The burden of proving customer liability shall lie on the bank. The customer will have no liability and will be entitled to reversal of the transaction where the fraudulent transaction occurs due to negligence on the part of the bank. This will also apply in cases of third-party breach where the customer reports the unauthorised fraudulent transaction within five calendar days from occurrence.
The proposed compensation mechanism proposed will be in force for one year from the date of directions.
Comments are invited by April 6, 2026.
SEBI reviewed the recommendations of the High-Level Committee (HLC) on matters relating to conflict of interest and disclosures by officials of SEBI.[25] It approved the following recommendations of the HLC:
Investments at the time of joining: Chairman and Whole-Time Members (WTMs) will be brought within the definition of “insiders”. Any investments by held by these officials in equity and equity-related instruments at the time of joining must be liquidated, frozen, or sold. In addition, any investments in commercial ventures (including unlisted shares) will have to be fully liquidated or kept frozen during their tenure.
Limit on individual investment: New investments by employees/WTMs/Chairman in products managed by a single SEBI-registered intermediary should not exceed 25% of their financial portfolio. In case such officials exceed this limit, they must recuse from all the matters involving that individual intermediary. The Board also approved the proposal to set up a digital system and recusal framework to record disclosure of conflicted relationships and grant of approvals.
Disclosure: Employees, WTMs, and the Chairman must make initial, annual, and event-based disclosures of assets, liabilities, trading activities, and relationships to SEBI. The details of immovable properties of Chairman, WTMs, Executive Directors, and Chief General Managers may be publicly disclosed. Part-time members will also be required to make disclosures to SEBI about shareholdings and past assignments (up to three years) at the time of assuming office and further on an annual basis. Part-time members will not be required to make any public disclosures.

_PROVIDED MATERIAL_

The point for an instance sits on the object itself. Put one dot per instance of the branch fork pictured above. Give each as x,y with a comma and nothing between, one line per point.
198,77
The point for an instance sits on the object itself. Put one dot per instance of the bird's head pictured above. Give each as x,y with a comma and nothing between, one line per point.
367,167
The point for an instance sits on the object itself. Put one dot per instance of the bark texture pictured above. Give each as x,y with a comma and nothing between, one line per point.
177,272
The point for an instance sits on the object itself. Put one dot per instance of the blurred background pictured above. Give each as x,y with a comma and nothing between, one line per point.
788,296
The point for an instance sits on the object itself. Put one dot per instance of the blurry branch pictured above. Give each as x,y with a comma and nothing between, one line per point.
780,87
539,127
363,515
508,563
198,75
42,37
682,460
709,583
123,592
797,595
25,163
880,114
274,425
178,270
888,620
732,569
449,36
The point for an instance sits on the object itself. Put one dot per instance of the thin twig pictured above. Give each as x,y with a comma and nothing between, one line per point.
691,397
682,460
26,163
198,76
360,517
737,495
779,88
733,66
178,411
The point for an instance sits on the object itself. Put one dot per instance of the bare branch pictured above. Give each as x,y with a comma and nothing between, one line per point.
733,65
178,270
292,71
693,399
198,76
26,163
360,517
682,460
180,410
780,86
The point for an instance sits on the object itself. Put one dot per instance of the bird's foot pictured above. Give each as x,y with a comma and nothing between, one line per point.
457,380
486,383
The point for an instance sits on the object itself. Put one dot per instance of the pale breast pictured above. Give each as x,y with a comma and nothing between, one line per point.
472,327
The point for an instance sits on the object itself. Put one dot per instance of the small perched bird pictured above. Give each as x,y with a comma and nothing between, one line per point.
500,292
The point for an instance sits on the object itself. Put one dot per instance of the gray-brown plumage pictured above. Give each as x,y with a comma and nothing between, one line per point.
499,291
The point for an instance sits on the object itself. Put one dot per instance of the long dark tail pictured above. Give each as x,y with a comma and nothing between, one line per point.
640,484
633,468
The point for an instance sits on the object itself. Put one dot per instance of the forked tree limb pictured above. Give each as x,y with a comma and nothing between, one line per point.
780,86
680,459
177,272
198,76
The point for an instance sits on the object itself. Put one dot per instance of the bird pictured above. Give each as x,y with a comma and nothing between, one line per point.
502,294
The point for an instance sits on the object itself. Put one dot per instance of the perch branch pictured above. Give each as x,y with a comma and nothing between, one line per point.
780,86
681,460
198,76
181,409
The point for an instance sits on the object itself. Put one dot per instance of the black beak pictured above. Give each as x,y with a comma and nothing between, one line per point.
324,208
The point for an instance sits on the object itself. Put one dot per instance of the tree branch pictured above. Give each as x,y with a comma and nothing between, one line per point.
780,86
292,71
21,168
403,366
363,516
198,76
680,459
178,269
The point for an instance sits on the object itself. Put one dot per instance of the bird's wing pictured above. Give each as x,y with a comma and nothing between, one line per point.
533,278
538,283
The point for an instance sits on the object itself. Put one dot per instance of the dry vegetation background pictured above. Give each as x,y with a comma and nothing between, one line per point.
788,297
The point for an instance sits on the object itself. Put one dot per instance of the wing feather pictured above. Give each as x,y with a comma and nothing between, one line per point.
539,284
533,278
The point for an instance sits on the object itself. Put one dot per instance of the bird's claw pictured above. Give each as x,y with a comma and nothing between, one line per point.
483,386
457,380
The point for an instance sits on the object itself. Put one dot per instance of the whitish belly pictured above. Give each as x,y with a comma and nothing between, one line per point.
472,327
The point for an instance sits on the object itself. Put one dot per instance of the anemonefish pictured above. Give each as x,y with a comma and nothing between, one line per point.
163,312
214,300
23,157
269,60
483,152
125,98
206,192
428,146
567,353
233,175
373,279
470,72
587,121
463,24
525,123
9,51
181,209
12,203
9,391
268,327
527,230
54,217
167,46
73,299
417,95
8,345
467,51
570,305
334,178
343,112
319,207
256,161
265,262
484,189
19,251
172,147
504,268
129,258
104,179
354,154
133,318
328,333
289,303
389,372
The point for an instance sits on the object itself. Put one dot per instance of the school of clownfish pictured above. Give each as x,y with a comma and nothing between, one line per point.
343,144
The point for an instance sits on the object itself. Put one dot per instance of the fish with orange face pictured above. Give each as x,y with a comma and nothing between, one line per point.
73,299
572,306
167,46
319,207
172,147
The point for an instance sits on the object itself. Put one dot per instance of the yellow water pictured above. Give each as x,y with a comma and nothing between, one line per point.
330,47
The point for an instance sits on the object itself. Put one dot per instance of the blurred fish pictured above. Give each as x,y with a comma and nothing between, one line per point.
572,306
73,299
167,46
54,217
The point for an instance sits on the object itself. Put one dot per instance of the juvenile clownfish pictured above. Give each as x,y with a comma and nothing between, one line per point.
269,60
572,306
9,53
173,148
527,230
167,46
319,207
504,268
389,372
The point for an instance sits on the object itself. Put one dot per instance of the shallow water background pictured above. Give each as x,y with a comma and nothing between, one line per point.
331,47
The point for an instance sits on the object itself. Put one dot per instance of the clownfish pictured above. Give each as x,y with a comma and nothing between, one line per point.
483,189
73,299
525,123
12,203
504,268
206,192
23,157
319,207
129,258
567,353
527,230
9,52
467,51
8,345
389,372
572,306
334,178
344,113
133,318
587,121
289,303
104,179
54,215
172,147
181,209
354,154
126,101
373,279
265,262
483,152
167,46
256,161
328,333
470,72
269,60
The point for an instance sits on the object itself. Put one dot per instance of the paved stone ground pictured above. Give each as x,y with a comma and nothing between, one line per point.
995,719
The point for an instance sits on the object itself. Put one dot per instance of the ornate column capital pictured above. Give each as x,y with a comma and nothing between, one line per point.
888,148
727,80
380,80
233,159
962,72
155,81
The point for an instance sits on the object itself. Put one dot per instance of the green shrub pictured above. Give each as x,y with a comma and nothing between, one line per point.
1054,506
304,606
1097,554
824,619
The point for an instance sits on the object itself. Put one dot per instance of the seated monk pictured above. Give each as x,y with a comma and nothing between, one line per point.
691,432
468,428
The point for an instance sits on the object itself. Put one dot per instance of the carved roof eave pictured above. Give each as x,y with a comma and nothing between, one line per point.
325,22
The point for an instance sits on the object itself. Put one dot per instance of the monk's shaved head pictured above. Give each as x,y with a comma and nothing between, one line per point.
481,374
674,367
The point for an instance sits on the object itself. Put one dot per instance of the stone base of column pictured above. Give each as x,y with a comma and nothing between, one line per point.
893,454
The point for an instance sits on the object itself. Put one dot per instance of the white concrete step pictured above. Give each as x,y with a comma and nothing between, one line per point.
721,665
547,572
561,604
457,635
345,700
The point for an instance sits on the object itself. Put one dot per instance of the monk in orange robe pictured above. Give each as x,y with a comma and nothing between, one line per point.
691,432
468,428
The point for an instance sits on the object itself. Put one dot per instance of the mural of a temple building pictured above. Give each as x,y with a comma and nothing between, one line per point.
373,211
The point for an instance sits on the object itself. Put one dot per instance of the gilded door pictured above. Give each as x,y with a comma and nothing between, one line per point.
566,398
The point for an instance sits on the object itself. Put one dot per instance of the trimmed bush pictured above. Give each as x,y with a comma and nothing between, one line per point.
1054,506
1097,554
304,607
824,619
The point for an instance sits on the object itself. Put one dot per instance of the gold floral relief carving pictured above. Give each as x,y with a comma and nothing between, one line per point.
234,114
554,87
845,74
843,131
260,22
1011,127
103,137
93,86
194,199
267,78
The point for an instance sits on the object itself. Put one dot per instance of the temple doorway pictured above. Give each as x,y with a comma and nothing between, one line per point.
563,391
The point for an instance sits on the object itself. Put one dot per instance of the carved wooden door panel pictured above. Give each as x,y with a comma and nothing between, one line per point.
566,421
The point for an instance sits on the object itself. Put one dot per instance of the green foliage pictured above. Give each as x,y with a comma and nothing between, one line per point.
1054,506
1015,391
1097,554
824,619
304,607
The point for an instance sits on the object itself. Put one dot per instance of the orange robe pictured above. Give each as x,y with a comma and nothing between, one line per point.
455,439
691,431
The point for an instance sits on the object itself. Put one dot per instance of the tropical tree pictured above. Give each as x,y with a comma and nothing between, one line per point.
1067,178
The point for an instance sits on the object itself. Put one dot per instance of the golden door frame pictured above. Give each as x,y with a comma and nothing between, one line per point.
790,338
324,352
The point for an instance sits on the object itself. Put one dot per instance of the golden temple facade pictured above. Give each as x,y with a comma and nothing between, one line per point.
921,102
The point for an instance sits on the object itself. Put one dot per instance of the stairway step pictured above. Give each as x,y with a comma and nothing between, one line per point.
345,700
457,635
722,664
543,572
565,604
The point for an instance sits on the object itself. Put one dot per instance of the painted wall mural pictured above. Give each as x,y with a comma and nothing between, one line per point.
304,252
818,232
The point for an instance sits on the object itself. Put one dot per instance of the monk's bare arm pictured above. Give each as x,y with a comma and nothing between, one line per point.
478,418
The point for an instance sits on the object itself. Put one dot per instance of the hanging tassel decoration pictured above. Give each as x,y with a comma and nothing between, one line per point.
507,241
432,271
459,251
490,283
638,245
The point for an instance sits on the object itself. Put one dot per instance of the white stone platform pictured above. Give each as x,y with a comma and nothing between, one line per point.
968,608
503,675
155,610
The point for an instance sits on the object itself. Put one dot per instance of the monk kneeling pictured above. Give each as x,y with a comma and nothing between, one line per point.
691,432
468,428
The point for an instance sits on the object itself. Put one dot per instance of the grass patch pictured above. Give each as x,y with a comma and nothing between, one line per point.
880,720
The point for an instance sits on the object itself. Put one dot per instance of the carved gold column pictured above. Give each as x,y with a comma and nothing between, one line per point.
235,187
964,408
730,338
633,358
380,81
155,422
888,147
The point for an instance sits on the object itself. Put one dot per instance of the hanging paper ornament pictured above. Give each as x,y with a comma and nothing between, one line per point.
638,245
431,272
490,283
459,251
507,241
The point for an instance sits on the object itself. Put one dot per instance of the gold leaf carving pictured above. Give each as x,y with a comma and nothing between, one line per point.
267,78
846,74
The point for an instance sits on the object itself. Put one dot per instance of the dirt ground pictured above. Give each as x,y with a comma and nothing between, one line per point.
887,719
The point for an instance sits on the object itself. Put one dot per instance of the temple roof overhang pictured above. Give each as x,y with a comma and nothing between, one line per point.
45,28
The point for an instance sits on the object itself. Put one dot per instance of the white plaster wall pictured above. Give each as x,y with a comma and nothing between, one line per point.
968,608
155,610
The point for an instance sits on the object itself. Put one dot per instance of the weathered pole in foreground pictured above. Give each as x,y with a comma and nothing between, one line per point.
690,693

_PROBLEMS TO WORK ON_
1 – List every category of official whose immovable property details may be publicly disclosed, according to the financial regulation excerpt above.
2 – Carry on the financial regulation excerpt, picking up after its last sentence.

_ACTIVITY ANSWERS_
1 –
- Chairman
- Whole-Time Members (WTMs)
- Executive Directors
- Chief General Managers

2 –
Investment restrictions on family members: Direct investment (in shares) restrictions applicable to Chairman/WTMs/ employees will also extend to their spouses and dependent family members. These restrictions will apply to future investments. Some investments will not be covered under these restrictions including investments in unlisted securities, Employee Stock Ownership Plans.
SEBI released consultation papers on various subjects. These include the following:
Gift Card/gift prepaid payment instrument (PPI) for Mutual Funds: Currently, banks and non-bank entities are allowed to issue PPIs after approval from RBI.[26] Under the proposed framework, the recipient will be able to utilise a gift PPI to subscribe to units of mutual funds. The flow of money from the issuer, purchaser, and redeemer of the gift PPI will be regulated by RBI, while the subscription to mutual funds will be governed by SEBI. Investments made through Gift PPIs, e-wallets, and cash will be subject to an existing threshold of Rs 50,000 per mutual fund house per financial year. The maximum limit under each PPI will be Rs 10,000 and will be valid for a period of one year from the date of issuance. The redeemer of the gift card must utilise the full value of the instrument. Once exhausted, funds cannot be reloaded to the instrument. Comments are invited by April 14, 2026.
Simplification of documentation for transmission of securities: SEBI is proposing to simplify the documentation requirement for transmission of securities to legal heirs.[27] It proposes to revise the threshold for availing simplified documentation from five lakh rupees to 10 lakh rupees for physical securities and from 15 to 30 lakh rupees for demat securities. In addition, physical securities up to 10 thousand rupees and demat securities up to 30 thousand rupees can be processed with minimal documentation through a new and faster framework. The proposed framework also standardises procedures for receiving claims and documentation, removes the requirement of probated wills for certain cases, and streamlines timelines for claim settlement. Comments are invited by April 2, 2026.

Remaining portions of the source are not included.